Records:

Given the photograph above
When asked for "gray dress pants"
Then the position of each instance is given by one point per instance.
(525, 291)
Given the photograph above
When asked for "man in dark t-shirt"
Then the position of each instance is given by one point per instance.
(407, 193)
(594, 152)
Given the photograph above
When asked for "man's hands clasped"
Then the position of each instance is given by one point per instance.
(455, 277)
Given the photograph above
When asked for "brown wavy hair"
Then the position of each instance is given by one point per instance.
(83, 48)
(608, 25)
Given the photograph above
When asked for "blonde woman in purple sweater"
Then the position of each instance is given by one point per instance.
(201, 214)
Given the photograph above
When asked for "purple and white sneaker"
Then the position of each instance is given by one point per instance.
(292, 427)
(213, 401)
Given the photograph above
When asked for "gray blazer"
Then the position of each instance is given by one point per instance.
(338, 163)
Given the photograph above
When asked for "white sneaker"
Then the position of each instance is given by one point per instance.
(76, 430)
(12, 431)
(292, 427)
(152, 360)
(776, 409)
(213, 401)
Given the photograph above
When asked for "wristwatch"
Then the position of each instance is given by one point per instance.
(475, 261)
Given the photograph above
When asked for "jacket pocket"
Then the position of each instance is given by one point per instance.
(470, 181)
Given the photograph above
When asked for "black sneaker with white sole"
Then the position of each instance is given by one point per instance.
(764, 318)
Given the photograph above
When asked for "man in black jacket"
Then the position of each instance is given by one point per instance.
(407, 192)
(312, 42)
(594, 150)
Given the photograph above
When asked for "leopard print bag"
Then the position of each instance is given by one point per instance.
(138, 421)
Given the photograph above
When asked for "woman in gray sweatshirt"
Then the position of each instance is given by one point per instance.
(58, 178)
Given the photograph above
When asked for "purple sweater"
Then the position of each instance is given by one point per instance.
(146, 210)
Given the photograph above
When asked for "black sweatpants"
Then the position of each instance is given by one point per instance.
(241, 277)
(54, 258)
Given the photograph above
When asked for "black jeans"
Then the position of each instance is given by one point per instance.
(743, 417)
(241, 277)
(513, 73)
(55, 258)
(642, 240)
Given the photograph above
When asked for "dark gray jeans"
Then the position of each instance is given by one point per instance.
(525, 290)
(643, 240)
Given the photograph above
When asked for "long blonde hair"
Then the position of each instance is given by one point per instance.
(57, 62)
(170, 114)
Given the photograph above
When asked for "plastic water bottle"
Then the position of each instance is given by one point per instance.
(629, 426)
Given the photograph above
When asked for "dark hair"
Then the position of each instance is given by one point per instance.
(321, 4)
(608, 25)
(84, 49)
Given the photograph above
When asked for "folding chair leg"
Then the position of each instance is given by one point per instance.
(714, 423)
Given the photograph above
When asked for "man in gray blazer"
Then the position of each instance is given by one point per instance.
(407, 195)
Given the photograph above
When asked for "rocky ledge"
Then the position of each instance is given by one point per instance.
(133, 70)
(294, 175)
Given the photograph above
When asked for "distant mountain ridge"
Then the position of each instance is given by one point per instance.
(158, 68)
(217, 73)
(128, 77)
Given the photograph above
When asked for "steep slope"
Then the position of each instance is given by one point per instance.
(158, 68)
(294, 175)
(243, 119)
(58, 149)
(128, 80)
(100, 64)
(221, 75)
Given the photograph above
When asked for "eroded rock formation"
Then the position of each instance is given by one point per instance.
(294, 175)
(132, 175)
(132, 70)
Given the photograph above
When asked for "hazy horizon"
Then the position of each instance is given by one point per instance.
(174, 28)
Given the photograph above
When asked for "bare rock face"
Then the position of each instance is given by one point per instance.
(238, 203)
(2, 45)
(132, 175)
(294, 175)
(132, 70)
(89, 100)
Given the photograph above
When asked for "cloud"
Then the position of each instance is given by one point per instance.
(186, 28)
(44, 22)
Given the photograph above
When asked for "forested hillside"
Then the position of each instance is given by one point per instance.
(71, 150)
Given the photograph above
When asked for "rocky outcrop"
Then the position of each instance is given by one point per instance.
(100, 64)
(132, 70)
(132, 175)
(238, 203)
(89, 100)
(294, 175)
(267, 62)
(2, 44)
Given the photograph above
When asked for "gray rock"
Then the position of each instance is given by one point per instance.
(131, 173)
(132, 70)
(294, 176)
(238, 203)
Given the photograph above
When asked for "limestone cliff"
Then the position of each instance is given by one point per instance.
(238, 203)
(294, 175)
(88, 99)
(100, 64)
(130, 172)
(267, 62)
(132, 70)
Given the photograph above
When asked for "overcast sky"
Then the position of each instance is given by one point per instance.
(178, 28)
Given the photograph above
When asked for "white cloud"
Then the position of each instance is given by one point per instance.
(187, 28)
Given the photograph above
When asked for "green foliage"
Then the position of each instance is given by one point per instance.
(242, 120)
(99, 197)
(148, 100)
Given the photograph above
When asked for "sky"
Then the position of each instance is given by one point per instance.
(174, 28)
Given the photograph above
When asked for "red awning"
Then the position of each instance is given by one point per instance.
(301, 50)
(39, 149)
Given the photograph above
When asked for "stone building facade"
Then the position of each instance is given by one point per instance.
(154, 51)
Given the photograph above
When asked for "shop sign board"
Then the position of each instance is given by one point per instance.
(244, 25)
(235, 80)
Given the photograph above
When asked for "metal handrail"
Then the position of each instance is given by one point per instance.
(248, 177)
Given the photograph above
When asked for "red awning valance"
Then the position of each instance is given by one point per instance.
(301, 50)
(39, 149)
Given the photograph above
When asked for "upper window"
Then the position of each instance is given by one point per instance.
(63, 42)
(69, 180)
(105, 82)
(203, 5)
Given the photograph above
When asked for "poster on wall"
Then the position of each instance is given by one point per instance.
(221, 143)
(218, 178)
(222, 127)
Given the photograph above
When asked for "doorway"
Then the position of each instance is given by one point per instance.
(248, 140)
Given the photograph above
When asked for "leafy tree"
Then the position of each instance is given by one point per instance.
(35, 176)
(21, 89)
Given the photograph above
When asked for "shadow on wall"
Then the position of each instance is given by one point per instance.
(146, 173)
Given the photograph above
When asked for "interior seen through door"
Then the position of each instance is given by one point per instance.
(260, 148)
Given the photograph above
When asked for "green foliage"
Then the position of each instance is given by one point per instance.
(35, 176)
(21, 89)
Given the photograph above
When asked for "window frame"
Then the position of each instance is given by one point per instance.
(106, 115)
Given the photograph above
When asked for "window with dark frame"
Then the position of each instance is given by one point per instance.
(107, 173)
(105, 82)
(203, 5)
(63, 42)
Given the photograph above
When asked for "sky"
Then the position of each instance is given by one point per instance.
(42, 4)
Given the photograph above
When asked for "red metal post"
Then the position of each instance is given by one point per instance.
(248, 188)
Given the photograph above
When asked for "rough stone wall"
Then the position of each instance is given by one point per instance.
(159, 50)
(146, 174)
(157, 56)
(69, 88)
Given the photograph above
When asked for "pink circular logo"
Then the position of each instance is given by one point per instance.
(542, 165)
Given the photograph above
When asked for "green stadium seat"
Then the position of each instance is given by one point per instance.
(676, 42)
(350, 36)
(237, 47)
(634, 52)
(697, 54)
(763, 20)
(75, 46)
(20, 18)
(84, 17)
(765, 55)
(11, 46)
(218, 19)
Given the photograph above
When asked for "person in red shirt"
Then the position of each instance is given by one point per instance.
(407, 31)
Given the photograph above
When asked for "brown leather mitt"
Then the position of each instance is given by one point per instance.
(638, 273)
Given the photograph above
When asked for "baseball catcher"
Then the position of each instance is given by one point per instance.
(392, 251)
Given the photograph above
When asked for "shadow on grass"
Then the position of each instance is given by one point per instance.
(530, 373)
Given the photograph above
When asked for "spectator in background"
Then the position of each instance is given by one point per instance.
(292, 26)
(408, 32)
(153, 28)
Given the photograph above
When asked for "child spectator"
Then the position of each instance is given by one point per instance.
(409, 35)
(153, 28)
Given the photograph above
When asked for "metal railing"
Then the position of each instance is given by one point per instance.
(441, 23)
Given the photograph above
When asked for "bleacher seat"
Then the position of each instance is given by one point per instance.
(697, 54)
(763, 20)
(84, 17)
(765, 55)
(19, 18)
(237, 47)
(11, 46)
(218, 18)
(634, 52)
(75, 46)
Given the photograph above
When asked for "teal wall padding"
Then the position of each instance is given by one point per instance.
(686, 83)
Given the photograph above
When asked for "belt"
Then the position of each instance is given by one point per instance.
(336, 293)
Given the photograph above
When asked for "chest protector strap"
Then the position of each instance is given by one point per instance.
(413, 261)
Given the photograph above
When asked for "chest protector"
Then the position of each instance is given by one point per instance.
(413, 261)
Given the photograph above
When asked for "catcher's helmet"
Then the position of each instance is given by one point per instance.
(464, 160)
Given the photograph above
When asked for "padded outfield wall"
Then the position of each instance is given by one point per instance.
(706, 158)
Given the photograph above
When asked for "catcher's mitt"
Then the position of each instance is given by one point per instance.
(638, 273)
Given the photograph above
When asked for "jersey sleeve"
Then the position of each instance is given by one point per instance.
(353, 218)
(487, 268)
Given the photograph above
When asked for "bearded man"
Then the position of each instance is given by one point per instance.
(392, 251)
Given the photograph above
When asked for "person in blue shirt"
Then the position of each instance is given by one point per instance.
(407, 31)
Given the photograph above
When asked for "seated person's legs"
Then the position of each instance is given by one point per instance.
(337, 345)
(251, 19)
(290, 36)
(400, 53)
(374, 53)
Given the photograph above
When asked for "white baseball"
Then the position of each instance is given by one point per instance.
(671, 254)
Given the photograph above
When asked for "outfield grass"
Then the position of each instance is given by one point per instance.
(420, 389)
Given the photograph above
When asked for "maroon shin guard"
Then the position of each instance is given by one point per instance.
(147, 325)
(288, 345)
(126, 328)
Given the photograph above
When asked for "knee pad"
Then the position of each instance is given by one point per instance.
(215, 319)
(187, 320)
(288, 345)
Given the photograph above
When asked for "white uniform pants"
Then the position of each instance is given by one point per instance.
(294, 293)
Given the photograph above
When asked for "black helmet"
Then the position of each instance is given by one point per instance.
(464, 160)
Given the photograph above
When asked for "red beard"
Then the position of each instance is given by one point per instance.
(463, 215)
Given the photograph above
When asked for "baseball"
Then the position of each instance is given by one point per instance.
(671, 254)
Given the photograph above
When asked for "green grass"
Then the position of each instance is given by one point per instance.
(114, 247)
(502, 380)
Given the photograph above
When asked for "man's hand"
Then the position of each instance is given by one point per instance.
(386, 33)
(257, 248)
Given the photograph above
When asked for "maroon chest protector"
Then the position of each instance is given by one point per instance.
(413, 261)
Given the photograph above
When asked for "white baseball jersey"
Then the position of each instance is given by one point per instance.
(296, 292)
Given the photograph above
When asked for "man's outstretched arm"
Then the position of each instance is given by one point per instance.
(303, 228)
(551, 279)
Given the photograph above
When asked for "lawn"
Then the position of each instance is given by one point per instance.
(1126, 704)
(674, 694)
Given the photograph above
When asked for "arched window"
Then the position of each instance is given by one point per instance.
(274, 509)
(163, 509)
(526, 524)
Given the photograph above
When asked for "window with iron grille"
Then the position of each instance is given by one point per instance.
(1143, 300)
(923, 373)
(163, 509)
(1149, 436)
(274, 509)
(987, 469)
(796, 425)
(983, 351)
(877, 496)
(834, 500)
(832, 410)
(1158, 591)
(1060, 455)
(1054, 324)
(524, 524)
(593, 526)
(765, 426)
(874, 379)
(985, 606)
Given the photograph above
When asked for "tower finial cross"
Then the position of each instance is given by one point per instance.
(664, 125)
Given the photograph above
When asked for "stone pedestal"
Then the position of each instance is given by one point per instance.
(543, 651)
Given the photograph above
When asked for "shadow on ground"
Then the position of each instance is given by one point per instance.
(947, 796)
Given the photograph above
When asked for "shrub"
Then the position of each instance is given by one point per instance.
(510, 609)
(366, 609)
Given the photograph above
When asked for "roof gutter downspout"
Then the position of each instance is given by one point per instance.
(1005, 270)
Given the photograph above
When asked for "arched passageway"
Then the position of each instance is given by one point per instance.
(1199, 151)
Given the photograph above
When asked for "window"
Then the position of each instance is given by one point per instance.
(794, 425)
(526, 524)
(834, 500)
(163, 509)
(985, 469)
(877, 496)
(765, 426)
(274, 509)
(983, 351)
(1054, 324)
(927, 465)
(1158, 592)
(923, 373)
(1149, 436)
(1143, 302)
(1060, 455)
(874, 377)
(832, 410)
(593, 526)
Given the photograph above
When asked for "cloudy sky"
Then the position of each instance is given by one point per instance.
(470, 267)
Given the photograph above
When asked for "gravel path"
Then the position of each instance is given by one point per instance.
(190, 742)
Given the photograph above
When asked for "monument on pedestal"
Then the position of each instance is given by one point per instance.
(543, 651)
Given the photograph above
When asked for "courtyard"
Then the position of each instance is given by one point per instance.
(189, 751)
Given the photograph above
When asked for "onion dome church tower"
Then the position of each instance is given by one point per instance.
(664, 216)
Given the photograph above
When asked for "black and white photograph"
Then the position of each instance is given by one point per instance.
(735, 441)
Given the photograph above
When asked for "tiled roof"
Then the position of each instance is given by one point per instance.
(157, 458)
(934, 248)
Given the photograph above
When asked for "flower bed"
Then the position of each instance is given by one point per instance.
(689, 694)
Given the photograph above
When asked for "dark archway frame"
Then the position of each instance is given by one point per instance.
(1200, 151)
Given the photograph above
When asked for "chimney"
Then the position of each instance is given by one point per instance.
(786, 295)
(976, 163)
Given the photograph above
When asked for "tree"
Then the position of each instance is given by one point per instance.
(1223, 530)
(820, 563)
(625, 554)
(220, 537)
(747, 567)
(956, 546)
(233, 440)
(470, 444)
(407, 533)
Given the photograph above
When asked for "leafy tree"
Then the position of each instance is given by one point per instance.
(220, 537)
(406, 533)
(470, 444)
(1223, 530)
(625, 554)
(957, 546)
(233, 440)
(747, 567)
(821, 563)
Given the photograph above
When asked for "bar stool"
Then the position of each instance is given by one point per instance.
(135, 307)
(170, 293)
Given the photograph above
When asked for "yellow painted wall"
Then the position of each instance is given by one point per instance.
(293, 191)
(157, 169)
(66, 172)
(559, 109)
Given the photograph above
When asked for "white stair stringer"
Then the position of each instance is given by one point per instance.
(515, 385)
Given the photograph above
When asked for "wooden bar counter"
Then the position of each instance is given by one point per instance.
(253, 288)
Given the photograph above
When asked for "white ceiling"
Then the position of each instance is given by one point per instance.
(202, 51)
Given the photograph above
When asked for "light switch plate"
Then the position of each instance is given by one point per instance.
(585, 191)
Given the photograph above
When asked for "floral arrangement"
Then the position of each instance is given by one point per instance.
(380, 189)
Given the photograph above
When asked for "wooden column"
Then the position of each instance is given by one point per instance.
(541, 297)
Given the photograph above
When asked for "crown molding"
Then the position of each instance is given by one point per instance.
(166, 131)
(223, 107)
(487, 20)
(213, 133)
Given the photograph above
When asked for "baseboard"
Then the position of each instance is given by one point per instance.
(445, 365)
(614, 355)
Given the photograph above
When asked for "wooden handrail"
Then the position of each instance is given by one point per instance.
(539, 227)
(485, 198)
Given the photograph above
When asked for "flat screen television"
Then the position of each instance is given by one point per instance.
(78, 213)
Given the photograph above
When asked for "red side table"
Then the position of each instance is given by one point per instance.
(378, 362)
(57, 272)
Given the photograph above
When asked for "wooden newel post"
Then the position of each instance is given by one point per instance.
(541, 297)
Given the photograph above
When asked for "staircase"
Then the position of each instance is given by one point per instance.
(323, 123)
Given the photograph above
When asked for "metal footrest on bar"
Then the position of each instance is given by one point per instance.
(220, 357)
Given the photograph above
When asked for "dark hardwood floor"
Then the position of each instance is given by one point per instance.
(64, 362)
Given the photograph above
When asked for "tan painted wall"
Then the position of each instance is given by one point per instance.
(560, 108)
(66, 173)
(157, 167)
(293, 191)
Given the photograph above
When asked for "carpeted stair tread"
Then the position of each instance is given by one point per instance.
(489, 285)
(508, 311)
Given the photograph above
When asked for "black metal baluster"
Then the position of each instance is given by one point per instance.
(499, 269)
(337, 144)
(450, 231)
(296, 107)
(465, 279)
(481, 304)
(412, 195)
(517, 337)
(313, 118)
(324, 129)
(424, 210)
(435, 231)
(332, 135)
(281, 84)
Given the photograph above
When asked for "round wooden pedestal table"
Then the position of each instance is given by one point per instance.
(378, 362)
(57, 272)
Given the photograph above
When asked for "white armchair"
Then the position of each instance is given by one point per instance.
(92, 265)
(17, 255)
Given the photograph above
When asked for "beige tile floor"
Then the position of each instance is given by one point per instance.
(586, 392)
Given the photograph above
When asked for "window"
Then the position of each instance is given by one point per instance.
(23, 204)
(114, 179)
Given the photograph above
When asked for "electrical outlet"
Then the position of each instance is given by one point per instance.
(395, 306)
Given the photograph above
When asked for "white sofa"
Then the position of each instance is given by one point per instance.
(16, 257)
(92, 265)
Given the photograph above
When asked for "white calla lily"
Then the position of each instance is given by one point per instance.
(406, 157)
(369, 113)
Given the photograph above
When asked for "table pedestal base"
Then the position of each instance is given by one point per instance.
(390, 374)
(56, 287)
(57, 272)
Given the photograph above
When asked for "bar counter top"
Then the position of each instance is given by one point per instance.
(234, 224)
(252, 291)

__Given request__
Count the lines among the items above that contain the word "counter", and give only that number.

__Written answer__
2